EXERCISE DESCRIPTION.
The entries below contain a stretch that opens with the line containing "5L103 4L113 16ZM135" and closes with the line containing "positive clicks: (249, 3)"; set down that stretch exactly, both ends included, and nothing else.

+++ DATASET RECORDS +++

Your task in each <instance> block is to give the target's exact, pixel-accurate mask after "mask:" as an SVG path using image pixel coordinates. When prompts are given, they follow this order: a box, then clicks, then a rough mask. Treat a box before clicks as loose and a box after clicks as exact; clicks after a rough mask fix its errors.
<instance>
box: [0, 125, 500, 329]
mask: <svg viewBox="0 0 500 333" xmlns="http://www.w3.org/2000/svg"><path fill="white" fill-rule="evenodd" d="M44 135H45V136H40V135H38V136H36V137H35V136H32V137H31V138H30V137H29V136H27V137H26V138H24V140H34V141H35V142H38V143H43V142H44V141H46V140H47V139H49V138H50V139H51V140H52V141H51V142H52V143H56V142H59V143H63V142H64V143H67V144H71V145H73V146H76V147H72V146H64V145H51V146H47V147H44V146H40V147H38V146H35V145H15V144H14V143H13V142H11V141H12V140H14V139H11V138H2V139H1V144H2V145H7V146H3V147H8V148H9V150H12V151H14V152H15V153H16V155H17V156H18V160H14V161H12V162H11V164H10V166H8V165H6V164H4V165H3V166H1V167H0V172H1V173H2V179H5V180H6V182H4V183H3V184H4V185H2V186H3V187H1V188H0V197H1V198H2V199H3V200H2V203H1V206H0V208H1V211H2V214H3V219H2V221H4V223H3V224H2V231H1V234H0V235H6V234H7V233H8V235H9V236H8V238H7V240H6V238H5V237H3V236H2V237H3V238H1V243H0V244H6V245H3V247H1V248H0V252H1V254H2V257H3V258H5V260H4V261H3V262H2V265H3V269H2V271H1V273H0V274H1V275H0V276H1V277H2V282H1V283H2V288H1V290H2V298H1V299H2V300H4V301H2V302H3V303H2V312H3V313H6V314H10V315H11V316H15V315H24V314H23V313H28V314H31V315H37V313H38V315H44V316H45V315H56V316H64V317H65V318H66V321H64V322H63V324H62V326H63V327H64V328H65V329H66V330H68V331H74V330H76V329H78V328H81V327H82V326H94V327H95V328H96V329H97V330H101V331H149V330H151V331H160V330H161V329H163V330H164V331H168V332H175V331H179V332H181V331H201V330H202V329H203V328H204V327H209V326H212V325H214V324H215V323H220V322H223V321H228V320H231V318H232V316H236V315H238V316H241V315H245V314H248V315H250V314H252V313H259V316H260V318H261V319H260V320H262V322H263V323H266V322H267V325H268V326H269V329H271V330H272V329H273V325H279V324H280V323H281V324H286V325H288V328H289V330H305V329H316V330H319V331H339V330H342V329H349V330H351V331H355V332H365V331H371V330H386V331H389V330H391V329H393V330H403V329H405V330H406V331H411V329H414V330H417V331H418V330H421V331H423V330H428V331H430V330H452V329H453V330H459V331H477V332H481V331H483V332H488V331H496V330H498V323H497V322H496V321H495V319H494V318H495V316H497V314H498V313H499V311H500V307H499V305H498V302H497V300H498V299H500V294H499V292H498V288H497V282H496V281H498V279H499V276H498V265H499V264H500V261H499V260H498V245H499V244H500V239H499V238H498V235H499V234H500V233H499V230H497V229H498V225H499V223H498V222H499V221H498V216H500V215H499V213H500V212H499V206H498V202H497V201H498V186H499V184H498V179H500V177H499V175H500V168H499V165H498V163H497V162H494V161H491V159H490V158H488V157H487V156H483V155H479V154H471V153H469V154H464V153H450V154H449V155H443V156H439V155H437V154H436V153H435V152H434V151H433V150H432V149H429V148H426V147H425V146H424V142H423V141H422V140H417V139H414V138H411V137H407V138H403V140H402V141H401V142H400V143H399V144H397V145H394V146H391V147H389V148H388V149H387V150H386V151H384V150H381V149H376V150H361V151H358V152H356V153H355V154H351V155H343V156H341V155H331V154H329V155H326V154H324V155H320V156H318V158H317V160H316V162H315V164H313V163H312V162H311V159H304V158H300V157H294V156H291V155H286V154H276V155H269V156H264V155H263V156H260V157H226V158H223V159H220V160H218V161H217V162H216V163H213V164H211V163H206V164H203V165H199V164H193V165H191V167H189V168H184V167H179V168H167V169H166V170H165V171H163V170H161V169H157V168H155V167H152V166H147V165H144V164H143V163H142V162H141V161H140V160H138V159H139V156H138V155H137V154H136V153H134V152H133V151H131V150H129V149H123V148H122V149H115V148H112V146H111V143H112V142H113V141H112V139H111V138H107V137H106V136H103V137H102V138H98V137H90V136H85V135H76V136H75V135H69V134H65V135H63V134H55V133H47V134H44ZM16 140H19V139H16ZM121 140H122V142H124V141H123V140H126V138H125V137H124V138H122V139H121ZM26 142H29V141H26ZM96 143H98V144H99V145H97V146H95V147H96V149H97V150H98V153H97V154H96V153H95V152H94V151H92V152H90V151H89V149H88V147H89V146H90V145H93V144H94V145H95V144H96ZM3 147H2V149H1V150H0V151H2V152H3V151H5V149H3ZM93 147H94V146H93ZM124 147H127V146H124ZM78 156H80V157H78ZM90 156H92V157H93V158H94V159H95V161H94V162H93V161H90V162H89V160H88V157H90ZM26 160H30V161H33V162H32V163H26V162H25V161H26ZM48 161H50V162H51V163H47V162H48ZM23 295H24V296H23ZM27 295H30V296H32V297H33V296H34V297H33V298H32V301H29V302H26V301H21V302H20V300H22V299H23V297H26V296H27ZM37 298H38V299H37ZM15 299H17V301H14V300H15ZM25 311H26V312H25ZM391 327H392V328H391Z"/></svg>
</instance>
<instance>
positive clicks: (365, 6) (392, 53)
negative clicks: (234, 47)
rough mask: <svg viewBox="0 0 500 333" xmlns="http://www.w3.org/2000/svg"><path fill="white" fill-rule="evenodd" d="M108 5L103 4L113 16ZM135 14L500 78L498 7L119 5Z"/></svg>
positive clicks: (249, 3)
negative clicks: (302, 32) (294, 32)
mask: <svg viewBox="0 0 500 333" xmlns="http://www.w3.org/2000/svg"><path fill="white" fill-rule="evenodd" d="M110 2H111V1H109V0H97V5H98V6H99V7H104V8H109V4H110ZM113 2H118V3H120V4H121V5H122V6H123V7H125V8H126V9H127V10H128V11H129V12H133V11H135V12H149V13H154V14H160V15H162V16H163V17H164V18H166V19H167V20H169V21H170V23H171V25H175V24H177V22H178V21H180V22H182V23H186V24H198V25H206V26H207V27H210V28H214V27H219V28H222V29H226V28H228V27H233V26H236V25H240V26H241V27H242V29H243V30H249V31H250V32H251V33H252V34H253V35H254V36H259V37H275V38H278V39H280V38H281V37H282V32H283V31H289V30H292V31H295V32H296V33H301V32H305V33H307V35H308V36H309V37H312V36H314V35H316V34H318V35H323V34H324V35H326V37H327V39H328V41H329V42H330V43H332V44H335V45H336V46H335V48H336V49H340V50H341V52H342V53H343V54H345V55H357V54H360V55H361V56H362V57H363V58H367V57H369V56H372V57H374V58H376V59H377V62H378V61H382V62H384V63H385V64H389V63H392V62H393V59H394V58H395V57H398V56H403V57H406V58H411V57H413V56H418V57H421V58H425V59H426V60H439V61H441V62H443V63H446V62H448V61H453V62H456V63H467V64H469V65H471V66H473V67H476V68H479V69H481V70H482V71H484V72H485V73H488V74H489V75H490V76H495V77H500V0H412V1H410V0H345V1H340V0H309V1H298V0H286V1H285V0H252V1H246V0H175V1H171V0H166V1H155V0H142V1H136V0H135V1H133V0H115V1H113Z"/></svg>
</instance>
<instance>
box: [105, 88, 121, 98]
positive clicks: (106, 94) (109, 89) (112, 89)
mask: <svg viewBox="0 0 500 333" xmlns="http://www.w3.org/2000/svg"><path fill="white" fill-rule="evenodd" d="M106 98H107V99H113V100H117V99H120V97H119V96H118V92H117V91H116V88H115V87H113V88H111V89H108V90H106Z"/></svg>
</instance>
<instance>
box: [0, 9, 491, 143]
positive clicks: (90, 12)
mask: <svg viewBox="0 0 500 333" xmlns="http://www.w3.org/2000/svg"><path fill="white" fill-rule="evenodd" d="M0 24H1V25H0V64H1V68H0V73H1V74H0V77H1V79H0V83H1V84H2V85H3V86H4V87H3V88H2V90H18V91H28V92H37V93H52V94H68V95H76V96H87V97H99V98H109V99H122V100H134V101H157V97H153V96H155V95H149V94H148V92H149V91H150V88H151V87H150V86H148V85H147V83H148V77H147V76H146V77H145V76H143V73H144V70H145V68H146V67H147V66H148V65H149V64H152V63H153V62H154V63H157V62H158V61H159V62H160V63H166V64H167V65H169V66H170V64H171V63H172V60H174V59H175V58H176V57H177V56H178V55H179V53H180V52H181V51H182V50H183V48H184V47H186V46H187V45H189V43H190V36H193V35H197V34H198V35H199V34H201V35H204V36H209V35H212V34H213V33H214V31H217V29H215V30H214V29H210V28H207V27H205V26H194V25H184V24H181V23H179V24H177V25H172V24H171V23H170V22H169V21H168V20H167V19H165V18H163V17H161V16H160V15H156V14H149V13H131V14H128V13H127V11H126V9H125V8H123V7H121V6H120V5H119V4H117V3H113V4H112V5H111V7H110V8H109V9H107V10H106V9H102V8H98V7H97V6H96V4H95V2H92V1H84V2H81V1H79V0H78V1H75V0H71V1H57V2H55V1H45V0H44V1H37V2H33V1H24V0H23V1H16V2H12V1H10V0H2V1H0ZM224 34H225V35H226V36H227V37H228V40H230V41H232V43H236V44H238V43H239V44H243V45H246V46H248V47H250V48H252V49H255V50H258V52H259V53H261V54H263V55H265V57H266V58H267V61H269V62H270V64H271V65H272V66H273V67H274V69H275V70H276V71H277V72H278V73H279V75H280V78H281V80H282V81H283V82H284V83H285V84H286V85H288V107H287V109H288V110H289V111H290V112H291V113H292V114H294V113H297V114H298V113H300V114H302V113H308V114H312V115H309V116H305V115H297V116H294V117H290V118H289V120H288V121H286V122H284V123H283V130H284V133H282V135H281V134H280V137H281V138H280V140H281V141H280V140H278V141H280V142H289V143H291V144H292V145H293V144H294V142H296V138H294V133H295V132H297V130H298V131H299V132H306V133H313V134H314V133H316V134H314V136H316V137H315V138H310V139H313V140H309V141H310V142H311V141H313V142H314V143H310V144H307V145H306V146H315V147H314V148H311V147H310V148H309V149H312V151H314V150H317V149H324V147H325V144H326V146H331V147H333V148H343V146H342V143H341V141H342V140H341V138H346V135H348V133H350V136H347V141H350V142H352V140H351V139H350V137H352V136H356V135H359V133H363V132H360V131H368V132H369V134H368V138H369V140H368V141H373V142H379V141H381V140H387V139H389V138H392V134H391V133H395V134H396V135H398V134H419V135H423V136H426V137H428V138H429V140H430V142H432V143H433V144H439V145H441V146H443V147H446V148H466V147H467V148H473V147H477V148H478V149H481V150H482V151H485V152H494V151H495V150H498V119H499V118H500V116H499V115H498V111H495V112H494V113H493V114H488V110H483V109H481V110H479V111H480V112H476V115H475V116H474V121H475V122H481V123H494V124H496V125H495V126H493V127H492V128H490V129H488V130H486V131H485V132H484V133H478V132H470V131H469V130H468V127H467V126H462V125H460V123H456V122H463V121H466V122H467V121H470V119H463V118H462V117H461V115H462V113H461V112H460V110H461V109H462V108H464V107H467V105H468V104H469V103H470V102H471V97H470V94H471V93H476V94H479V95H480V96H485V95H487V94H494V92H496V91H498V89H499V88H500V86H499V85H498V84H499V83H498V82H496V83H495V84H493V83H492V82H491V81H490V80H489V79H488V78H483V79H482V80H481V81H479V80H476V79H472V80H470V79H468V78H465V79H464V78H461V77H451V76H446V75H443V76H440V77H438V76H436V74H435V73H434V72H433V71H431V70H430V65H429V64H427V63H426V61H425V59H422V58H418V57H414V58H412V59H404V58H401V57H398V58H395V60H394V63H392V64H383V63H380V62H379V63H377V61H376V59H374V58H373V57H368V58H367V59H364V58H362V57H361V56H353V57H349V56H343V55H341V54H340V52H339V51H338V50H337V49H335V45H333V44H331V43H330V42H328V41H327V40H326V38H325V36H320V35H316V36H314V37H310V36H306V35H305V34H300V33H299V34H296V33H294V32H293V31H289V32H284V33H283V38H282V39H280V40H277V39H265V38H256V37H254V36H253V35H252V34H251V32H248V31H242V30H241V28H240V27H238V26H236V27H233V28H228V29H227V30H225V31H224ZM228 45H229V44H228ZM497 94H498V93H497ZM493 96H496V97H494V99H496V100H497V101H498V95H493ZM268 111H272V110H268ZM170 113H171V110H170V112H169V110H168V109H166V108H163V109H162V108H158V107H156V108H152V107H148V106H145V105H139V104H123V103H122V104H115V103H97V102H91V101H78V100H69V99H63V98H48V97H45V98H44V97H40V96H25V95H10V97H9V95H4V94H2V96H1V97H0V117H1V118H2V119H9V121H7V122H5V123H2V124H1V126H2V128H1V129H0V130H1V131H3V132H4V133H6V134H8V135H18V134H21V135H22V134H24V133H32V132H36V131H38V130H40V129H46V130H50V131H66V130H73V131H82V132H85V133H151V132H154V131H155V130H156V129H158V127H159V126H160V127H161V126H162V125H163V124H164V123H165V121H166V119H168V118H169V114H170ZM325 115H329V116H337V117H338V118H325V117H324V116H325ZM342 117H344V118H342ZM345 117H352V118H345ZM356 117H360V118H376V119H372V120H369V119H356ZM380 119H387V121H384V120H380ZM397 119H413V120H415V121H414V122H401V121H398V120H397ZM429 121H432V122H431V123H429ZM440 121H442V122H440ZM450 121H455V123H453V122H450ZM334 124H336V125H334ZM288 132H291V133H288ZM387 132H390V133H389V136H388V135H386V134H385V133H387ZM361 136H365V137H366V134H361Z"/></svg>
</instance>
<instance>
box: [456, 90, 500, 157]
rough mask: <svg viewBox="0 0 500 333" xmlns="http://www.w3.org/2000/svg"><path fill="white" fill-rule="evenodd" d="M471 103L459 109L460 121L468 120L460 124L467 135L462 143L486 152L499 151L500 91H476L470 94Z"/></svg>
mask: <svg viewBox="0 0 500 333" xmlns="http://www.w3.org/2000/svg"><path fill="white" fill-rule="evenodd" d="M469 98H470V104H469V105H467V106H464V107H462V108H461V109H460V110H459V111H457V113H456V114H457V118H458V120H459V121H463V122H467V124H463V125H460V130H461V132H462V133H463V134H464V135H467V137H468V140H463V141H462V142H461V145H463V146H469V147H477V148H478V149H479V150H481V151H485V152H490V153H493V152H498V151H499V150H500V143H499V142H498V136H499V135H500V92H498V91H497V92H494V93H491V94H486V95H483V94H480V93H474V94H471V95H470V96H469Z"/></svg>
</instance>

+++

YOUR RESPONSE.
rough mask: <svg viewBox="0 0 500 333" xmlns="http://www.w3.org/2000/svg"><path fill="white" fill-rule="evenodd" d="M108 5L103 4L113 16ZM135 14L500 78L498 7L119 5Z"/></svg>
positive clicks: (249, 3)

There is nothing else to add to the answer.